» **Page excerpt**:
^^^^^^^^^^^^^^^^
Burnaby Board of Trade demands investigation as shipping costs soar more than 400 per cent in 2021

·2 min read
A Port of Vancouver tug guides a large container ship clear of the loading area. According to the director at the Burnaby Board of Trade, container shipping costs have increased more than 400 per cent since January 2021. (David Horemans / CBC - image credit)
A Port of Vancouver tug guides a large container ship clear of the loading area. According to the director at the Burnaby Board of Trade, container shipping costs have increased more than 400 per cent since January 2021. (David Horemans / CBC - image credit)

The Burnaby Board of Trade is raising the alarm and asking the federal government to address soaring container shipping costs, which have risen more than 400 per cent since January 2021.

According to the director of the association, shipping costs have skyrocketed and business across the Lower Mainland are paying thousands of dollars for a shipping container.
^^^^^^^^^^^^^^^^
» **Data excerpts**:

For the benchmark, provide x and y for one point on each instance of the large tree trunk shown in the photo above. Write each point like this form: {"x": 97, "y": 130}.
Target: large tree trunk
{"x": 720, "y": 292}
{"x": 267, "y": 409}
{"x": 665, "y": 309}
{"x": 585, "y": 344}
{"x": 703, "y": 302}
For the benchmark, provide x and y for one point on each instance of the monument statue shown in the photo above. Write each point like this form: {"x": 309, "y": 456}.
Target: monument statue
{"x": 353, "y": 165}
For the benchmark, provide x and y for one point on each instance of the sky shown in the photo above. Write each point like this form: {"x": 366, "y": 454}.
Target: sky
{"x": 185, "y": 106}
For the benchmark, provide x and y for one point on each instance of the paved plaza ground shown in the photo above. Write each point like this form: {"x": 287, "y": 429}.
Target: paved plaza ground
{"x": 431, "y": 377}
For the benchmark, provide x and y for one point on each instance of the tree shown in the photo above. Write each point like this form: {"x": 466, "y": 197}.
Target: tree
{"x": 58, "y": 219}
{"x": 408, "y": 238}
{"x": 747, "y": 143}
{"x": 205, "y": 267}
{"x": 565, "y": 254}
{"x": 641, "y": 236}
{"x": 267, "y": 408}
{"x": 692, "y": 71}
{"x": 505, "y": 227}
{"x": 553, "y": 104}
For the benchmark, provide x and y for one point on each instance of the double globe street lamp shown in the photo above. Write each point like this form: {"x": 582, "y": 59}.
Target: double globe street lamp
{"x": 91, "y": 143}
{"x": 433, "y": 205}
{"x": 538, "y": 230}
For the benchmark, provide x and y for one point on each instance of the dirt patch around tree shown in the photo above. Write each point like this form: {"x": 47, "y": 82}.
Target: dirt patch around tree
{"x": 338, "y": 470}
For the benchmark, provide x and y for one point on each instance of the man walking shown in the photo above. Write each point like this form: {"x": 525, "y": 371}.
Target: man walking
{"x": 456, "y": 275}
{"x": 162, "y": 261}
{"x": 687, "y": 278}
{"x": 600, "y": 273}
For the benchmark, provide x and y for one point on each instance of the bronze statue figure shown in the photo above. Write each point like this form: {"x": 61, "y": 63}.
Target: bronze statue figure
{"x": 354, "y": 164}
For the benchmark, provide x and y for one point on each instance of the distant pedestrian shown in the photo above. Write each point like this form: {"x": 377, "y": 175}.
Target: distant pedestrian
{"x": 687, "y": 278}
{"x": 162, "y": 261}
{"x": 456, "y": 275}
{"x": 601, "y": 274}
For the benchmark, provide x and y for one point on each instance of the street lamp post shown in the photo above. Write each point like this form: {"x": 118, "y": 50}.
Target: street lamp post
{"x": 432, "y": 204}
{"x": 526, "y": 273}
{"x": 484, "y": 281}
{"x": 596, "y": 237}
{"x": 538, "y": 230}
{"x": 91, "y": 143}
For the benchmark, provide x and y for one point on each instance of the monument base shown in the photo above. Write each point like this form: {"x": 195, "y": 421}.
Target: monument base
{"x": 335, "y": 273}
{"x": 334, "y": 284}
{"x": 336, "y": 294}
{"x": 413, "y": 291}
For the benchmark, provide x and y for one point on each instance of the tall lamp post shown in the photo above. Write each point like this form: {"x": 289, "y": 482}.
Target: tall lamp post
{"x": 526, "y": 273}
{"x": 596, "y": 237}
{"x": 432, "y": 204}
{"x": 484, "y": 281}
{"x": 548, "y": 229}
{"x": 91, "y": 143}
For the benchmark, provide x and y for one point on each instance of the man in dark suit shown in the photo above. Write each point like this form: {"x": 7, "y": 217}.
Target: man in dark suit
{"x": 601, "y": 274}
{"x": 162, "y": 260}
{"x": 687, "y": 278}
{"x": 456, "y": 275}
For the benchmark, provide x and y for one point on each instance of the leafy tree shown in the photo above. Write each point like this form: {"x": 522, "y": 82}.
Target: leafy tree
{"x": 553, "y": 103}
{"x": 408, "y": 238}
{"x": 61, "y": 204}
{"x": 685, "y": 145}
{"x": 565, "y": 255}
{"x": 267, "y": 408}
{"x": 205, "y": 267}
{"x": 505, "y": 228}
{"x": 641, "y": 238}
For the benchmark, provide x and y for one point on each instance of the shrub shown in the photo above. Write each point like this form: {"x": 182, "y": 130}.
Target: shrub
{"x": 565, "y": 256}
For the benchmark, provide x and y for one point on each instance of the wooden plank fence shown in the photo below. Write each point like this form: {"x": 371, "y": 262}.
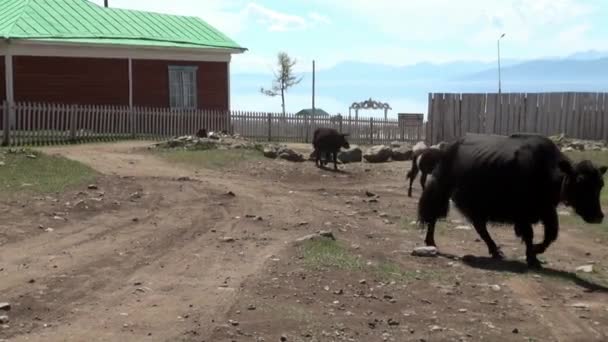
^^^^^^^^^^^^^^^^
» **What is required**: Copy the article on shipping costs starting at the words "According to the director of" and ending after "a shipping container.", and switch "Lower Mainland" to "Fraser Valley" throughout.

» **Output below**:
According to the director of the association, shipping costs have skyrocketed and business across the Fraser Valley are paying thousands of dollars for a shipping container.